- **Instruction**
Pick out every line in the entries below that contains the word "speckled", and copy each one.

- **Supplied data**
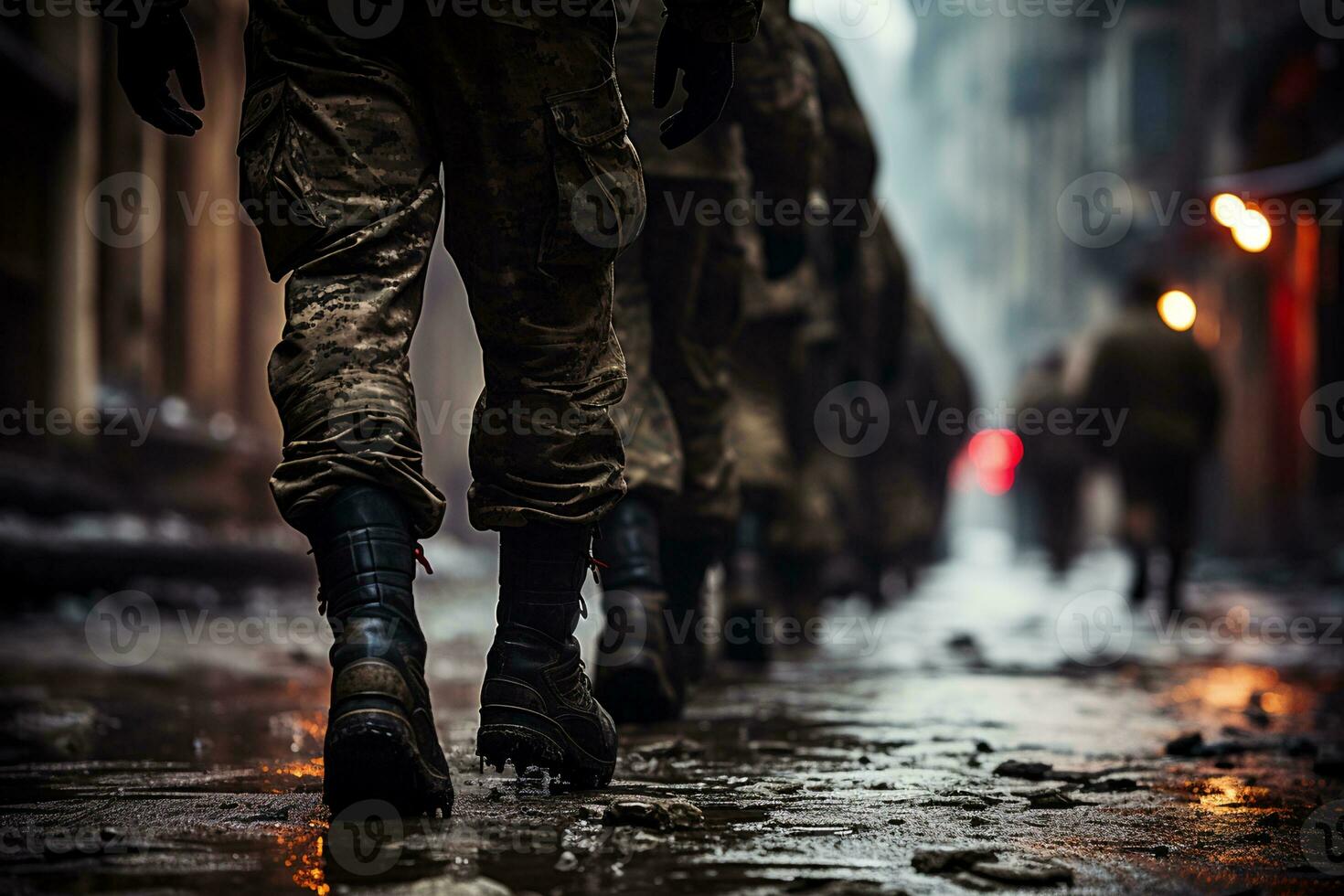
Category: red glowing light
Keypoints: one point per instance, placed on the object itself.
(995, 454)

--

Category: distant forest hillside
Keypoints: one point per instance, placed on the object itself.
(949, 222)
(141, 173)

...

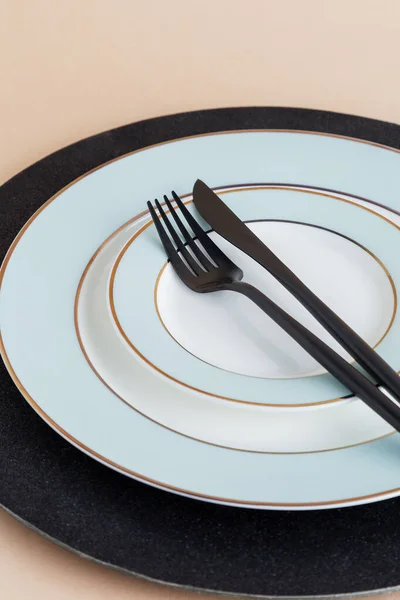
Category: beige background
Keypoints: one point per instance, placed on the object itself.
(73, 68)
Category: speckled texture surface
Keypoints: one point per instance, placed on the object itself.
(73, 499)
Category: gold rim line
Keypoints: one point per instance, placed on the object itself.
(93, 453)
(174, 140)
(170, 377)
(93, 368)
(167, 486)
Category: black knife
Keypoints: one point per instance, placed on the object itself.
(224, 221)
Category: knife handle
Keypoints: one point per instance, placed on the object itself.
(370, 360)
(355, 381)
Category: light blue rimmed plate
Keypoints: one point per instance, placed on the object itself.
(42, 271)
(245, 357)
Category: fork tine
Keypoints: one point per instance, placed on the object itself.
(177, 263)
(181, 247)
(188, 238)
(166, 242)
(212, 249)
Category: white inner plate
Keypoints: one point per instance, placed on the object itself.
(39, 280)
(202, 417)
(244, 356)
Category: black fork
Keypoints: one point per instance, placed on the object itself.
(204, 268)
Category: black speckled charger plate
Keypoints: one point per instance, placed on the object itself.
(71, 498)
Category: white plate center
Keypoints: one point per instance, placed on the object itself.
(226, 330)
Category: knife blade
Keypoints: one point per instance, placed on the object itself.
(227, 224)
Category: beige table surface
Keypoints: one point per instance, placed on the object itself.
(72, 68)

- **Exercise response**
Category: speckled texture surface
Category: black speckled charger plate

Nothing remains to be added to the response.